(Selected passage Opens)

It is just as if zero effort was being made in these six biochemistry textbooks to use evolution or natural selection as substantive explanations for the wonders of biochemistry, and that the only times the authors used the word "evolution" or the phrase "natural selection" was in rare superfluous uses of the word "evolution" or "natural selection." Similarly, a historian will typically make no substantive use of the concepts of insanity, psychosis or mental illness in explaining historical events; but very rarely in a long history book you may find a use of the word "insanity" or "psychosis" or the term "mental illness."

Why is it that substantive attempts to appeal to evolution as an explanation are missing from the pages of these six very long biochemistry textbooks?  It is because today's world of biochemistry is a realm of the most gigantic levels of systemic organization, fine-tuned functionality and targeted molecular machinery in which the slight and feeble 19th-century notions of Darwinism can't even get to first base. 

Not a student of engineering or probability, Darwin had the very naive idea that very impressive biological innovations could occur by a step-by-step process of random variation in which each random variation produced a benefit. He had this idea because he had no understanding of how many well-organized parts must be added to make an improvement in survival ability or reproduction ability of an organism. He had no idea that cells are enormously organized units that require millions of well-arranged proteins, that human bodies require about 200 types of cells and more than 20,000 types of proteins, and that each of these types of proteins require hundreds or thousands of well-arranged amino acids, which have to be arranged as carefully as the letters in a well-written paragraph for the protein to be functional. 

We see below an example of one of the thousands of types of very complex protein complexes known to today's biochemists. The page describing the protein complex tells us that the visual is a very big oversimplification, and that the actual complex is very much more complicated than what is depicted in the visual. 

very complex protein complex

The pie graph below asks: how many parts must be added at the right places to make some improvement or useful innovation? The right half of the graph shows the answer we get from modern biochemistry. In very many cases (a significant fraction of the cases) hundreds or thousands of parts of the right type must be added at the right places to make a new biological innovation. Biological functions such as flying or walking or vision require (among many other things) multiple new types of protein molecules, each of which require hundreds of amino acid parts of just the right type arranged in just the right way. Overall such improvements require thousands of new parts of the right type, added in the right places. Biochemistry provides us with countless cases corresponding to the light blue, purple and green wedges in the pie chart below.  Trying to explain such cases though some "each little change produces a benefit" ideology is a fool's errand.

(Selected passage Closes)
(Supplied records Opens)

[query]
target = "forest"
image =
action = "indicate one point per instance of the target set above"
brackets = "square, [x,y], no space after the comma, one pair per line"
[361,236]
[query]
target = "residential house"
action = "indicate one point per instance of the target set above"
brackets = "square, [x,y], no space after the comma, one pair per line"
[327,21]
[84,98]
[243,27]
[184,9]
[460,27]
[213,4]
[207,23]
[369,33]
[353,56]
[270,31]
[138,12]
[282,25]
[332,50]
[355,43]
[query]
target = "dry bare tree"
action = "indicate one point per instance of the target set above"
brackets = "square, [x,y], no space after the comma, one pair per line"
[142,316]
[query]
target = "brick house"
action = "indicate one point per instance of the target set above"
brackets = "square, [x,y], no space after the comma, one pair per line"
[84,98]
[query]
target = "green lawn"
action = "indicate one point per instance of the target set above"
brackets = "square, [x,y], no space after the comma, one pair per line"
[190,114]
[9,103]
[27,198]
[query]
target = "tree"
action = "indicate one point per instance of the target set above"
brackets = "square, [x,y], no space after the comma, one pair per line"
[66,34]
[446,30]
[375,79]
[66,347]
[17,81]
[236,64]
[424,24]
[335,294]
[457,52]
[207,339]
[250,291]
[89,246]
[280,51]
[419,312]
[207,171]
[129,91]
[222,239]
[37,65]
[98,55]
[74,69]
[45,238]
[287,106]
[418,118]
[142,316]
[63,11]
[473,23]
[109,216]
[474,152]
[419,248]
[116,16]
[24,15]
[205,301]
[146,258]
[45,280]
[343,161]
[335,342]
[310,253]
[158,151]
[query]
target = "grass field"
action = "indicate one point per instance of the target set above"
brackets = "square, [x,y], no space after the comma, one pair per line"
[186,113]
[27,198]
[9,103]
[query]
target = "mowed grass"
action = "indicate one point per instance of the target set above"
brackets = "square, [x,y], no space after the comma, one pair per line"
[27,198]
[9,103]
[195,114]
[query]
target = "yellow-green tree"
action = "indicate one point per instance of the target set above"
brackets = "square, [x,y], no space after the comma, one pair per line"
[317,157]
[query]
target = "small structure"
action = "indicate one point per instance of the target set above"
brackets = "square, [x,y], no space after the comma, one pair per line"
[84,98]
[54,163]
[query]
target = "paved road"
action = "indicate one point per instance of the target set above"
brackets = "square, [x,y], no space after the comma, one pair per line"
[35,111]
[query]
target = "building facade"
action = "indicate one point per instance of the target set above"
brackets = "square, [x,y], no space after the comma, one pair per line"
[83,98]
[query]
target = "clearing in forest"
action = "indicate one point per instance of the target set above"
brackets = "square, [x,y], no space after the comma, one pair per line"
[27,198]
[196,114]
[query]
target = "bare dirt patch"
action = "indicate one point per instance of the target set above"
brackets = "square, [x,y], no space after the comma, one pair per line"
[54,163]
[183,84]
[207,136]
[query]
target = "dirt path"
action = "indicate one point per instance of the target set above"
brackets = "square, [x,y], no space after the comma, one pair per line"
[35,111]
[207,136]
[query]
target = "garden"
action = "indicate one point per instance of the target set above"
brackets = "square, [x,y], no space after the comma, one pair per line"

(Supplied records Closes)

**Work order A**
In the passage on biochemistry and Darwinism, rewrite the part that opens with the words containing "Why is it that" and closes with "to first base.", putting "natural selection theory" in place of "Darwinism".
**Work order B**
Answer these questions about the passage on biochemistry and Darwinism.
(i) How many biochemistry textbooks does the passage refer to?
(ii) About how many types of cells do human bodies require, according to the passage?
(iii) Which wedges in the pie chart does biochemistry provide countless cases for?
Answer using only the information in the text.

**Final answer A**
Why is it that substantive attempts to appeal to evolution as an explanation are missing from the pages of these six very long biochemistry textbooks?  It is because today's world of biochemistry is a realm of the most gigantic levels of systemic organization, fine-tuned functionality and targeted molecular machinery in which the slight and feeble 19th-century notions of natural selection theory can't even get to first base.

**Final answer B**
(i) Six.
(ii) About 200.
(iii) The light blue, purple and green wedges.